[EXERCISE DETAILS] Write out the following listing's lines from the one with "the rock in the water" to the one with "of the beach", exactly, with both included and no others.

[SOURCE MATERIAL]

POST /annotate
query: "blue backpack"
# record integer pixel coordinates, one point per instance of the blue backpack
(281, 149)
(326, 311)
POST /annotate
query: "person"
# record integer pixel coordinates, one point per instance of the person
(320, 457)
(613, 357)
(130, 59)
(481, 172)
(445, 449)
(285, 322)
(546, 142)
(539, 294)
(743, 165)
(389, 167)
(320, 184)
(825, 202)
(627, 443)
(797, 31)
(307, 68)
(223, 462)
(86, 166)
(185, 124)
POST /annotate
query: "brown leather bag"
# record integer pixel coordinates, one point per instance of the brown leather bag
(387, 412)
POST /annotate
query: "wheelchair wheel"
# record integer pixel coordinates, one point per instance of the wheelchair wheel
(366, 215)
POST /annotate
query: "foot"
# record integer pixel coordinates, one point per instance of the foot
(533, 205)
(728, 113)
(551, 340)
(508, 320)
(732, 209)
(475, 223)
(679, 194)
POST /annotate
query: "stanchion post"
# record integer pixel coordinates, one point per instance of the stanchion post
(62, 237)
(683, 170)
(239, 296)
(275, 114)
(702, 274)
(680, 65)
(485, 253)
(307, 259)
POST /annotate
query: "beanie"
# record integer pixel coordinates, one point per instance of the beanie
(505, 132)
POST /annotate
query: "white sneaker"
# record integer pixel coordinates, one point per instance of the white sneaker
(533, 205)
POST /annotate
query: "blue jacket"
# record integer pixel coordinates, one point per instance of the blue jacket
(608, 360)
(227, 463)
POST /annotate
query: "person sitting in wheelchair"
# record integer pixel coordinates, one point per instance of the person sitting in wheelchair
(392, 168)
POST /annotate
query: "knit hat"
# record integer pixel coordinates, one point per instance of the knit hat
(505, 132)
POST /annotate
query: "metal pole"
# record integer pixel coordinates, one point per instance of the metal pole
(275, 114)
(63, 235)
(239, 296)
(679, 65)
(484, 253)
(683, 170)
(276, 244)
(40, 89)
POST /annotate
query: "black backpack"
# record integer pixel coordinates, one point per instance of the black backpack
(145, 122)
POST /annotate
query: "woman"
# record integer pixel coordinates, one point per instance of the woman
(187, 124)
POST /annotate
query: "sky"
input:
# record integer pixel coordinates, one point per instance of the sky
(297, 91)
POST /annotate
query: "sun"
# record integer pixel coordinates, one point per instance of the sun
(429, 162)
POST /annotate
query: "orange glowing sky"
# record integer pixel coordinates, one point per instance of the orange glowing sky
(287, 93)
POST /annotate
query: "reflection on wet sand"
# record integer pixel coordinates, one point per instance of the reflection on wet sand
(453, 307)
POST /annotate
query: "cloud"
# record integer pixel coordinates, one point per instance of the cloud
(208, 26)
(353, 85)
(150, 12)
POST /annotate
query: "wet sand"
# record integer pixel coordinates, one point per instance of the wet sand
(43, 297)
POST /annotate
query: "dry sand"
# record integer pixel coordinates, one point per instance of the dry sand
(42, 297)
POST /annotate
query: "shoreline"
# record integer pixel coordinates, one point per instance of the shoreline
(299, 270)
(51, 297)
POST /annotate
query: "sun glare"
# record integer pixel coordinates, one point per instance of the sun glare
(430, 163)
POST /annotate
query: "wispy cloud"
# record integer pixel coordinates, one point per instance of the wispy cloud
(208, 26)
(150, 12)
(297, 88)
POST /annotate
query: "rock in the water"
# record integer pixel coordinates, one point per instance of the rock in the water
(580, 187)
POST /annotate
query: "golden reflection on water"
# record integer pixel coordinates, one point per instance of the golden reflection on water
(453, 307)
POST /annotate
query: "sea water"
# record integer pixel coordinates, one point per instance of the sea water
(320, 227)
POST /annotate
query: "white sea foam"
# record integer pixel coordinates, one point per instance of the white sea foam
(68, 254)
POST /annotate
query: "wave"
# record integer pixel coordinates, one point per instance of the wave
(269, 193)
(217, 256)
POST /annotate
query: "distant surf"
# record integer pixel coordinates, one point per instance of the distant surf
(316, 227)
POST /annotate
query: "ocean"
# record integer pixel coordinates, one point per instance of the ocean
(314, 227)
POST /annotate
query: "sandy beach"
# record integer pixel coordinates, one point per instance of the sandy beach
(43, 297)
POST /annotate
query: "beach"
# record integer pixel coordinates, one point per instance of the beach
---
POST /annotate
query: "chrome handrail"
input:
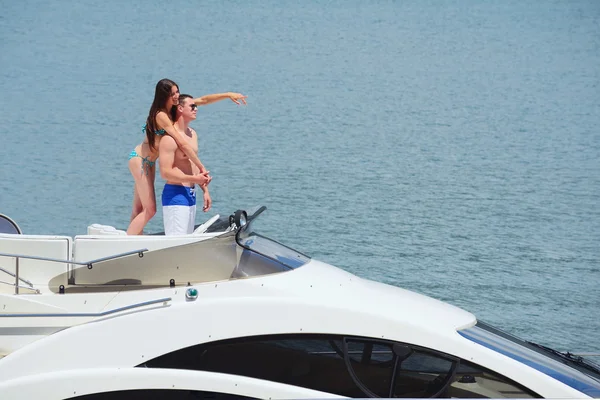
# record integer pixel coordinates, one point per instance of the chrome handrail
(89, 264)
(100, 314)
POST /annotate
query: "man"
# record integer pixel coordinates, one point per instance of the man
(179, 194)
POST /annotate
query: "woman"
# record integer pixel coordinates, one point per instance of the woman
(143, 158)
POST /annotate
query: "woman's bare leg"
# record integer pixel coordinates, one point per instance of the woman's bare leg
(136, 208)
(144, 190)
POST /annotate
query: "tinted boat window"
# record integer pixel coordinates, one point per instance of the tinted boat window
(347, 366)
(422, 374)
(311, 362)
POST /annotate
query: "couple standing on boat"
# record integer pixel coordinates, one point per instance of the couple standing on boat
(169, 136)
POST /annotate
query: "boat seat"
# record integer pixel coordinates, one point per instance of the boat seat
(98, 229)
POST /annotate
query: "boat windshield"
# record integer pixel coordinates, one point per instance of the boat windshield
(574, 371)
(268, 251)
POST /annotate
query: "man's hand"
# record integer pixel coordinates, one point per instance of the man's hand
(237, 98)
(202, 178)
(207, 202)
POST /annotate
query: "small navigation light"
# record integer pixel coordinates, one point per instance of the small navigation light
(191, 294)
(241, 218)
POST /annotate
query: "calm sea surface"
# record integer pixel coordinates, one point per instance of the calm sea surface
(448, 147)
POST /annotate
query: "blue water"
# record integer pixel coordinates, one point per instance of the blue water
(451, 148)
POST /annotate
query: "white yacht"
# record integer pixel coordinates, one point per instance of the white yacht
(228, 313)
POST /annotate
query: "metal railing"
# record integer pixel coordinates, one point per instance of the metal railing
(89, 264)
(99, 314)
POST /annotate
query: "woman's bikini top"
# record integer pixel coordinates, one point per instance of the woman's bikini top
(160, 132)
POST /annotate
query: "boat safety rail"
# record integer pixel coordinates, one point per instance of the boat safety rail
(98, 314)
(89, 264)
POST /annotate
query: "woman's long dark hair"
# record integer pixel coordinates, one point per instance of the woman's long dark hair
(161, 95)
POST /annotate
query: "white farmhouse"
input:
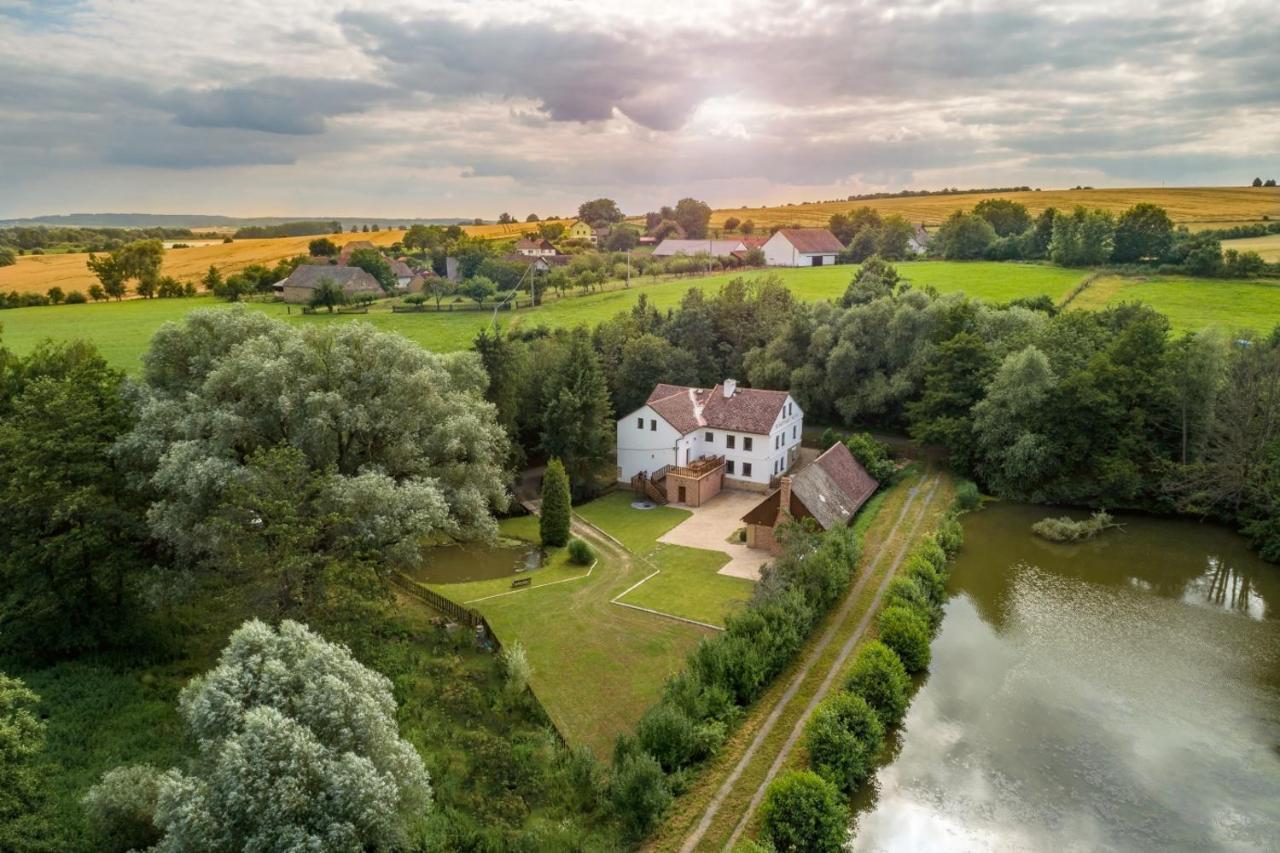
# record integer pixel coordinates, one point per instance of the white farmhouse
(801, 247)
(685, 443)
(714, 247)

[RESULT OF THIS EXERCISE]
# record integer pixel coordinates, one point per instance of the rock in the water
(580, 187)
POST /annotate
query: "golden reflection on water"
# record integer pixel coordinates, one point per instance of the golden reflection on water
(453, 307)
POST /annotate
query: "sea water"
# record integer pixel coordinates, one point per instance of the sea water
(320, 227)
POST /annotate
query: "white sea foam"
# record integer pixel coordinates, one point per instance of the white sea foam
(68, 254)
POST /annotate
query: "wave"
# record integer pixel coordinates, one point per instance of the wave
(269, 193)
(217, 256)
POST /annotate
query: "distant surf"
# record integer pixel coordinates, one point per instance of the distant surf
(316, 227)
POST /annotate
query: "ocean"
# record integer pixel coordinates, one point per instance of the ocean
(314, 227)
POST /annotate
query: "sandy beach"
# record integer pixel coordinates, one point per instance of the sandy beach
(43, 297)
POST /annotate
query: "beach"
# record integer pixel coordinates, one point per instance of the beach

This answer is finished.